→ RECORD EXCERPTS:
***
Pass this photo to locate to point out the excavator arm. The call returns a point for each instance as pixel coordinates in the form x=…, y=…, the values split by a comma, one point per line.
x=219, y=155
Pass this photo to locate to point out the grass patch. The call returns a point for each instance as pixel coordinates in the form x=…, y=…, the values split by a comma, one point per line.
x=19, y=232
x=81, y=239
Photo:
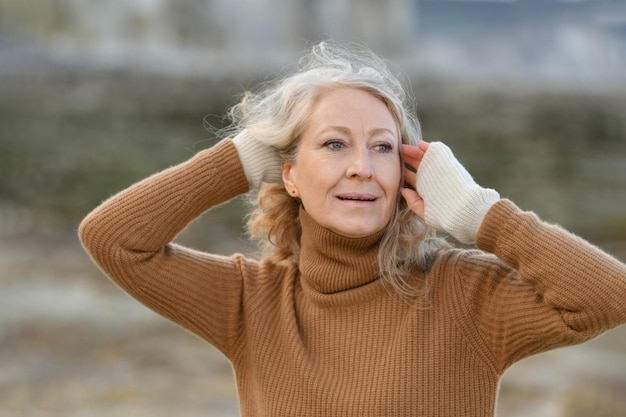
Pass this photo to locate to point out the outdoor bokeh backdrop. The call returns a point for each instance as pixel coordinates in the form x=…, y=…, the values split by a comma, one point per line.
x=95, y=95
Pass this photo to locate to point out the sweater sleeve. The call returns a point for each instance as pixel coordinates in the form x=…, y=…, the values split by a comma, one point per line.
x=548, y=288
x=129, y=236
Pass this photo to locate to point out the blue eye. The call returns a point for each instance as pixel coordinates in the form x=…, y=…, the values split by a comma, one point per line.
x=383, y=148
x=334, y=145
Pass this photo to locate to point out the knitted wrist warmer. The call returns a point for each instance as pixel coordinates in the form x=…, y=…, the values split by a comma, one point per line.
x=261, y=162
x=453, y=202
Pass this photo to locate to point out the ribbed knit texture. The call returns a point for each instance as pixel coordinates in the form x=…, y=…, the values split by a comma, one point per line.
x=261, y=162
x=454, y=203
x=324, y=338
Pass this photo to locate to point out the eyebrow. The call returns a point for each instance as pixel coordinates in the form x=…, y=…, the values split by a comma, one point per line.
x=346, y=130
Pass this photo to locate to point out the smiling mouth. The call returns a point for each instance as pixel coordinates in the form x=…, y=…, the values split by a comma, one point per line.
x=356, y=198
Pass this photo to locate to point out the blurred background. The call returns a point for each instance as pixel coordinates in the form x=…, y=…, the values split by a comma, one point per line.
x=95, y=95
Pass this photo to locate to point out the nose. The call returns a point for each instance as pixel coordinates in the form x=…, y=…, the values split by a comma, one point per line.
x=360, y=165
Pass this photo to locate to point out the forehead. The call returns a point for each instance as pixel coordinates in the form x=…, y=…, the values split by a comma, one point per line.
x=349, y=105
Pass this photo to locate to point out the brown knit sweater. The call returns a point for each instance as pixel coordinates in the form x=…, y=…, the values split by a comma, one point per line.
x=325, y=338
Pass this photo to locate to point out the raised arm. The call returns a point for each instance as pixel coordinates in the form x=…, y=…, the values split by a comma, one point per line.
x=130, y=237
***
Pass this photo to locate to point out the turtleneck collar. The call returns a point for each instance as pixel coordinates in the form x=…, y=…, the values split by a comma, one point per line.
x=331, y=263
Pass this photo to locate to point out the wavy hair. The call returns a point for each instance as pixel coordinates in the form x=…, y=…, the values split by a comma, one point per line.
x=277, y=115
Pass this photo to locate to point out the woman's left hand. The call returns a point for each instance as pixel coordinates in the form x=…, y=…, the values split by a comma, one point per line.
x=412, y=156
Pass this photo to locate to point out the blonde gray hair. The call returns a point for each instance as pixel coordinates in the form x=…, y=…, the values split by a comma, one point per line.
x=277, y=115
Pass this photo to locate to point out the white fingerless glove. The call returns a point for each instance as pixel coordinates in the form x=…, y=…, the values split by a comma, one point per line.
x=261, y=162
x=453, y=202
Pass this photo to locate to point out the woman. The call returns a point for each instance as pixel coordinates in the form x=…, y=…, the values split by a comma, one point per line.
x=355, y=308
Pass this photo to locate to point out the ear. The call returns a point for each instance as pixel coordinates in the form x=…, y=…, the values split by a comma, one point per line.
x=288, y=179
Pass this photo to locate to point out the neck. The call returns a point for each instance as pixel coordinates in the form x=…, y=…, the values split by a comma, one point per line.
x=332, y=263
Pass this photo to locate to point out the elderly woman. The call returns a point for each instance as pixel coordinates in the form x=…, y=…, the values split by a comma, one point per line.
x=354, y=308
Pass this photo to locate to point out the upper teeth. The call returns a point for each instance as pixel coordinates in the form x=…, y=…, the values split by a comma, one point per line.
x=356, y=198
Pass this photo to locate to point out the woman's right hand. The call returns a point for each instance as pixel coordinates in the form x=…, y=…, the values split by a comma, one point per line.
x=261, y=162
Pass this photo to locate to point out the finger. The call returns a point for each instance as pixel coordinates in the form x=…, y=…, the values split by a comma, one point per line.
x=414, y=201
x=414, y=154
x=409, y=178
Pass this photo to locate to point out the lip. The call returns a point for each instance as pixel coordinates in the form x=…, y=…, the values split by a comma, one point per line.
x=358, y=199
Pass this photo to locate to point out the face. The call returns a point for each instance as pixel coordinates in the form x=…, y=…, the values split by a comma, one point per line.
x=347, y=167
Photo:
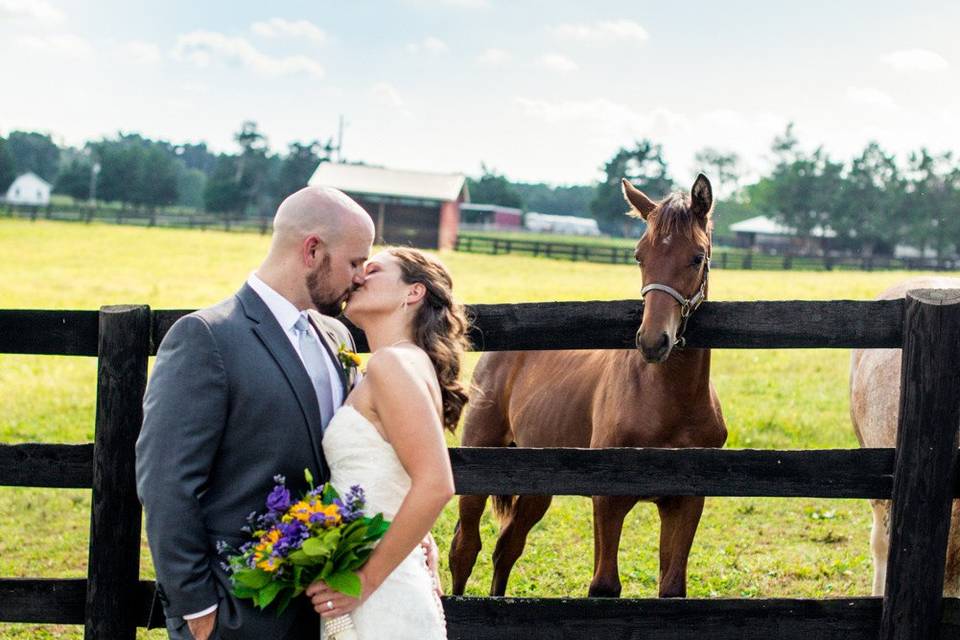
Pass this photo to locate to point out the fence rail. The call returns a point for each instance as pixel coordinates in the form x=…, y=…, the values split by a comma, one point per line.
***
Rewrite the entries as a numbered list, starting with the line containing "Pass this photo to locate to point out the neck." and going on through the line containing "x=354, y=308", leaving out any blank lines.

→ ANSWER IN FULL:
1. Pass this photo to locate to point out the neck. The call returns a point for each instance as pixel coordinates in the form x=…, y=…, the values split by a comma, one point per line.
2. x=332, y=263
3. Pass this photo to locate to point out the elderly woman. The call returns a point for each instance as pixel coordinates in the form x=…, y=…, the values split by a comma, one point per line.
4. x=354, y=308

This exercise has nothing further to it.